• Exercise:
Rewrite the records from the line holding "Place one point per instance of the crease" through the end of the records, inclusive, swapping "blue beret" for "navy beret" and keeping everything else unchanged. Omit the pictures from your answer.

Records from a dataset:
####

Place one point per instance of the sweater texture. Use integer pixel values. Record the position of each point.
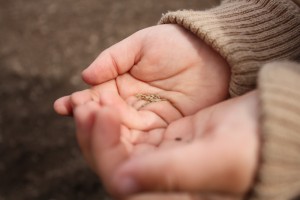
(260, 39)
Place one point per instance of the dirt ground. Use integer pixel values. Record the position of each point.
(44, 45)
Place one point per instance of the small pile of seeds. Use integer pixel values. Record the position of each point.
(149, 98)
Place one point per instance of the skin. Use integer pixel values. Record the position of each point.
(217, 153)
(114, 129)
(165, 60)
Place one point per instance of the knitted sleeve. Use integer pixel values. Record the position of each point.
(278, 175)
(247, 33)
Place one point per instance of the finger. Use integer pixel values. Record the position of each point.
(84, 117)
(63, 106)
(107, 150)
(81, 97)
(114, 61)
(196, 167)
(141, 120)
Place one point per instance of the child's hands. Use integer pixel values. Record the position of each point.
(214, 150)
(165, 60)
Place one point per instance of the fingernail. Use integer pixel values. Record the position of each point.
(128, 186)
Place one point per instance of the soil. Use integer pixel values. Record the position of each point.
(44, 45)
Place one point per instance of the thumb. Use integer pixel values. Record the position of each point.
(114, 61)
(205, 169)
(107, 149)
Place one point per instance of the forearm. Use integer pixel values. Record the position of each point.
(246, 33)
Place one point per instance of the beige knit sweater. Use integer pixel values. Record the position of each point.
(255, 36)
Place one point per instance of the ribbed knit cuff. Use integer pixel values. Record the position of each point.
(247, 33)
(279, 171)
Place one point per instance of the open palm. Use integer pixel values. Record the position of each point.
(165, 61)
(205, 152)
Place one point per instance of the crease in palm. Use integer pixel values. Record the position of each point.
(168, 63)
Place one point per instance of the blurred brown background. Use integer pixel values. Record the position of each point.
(44, 45)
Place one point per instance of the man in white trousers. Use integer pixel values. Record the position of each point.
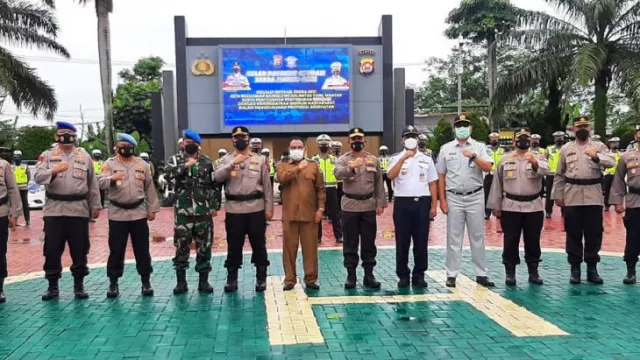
(460, 166)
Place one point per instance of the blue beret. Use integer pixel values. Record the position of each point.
(190, 134)
(65, 125)
(127, 138)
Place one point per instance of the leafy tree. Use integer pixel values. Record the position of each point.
(28, 25)
(33, 140)
(595, 43)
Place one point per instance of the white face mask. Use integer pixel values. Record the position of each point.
(411, 143)
(296, 154)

####

• Answer to the problem:
Place one point per instance of the crease in palm. Use integer pixel values. Record the position of each point.
(168, 63)
Place one point per instance of the blurred brown background. Use integer pixel values. Record the position of each point.
(44, 45)
Place one point per instance of the man in white trousers. Use integer pixel values. Record the position of each point.
(460, 166)
Place one point per instance of the navy beret. Use integer pixel values. Record the position of each point.
(190, 134)
(65, 125)
(127, 138)
Place one point per instance of the leafy tree. Use integer pixel values. Record the position of each point.
(28, 25)
(33, 140)
(595, 43)
Place one point per instance of the white face mask. Use integer pixel values. Record the position of each point.
(411, 143)
(296, 154)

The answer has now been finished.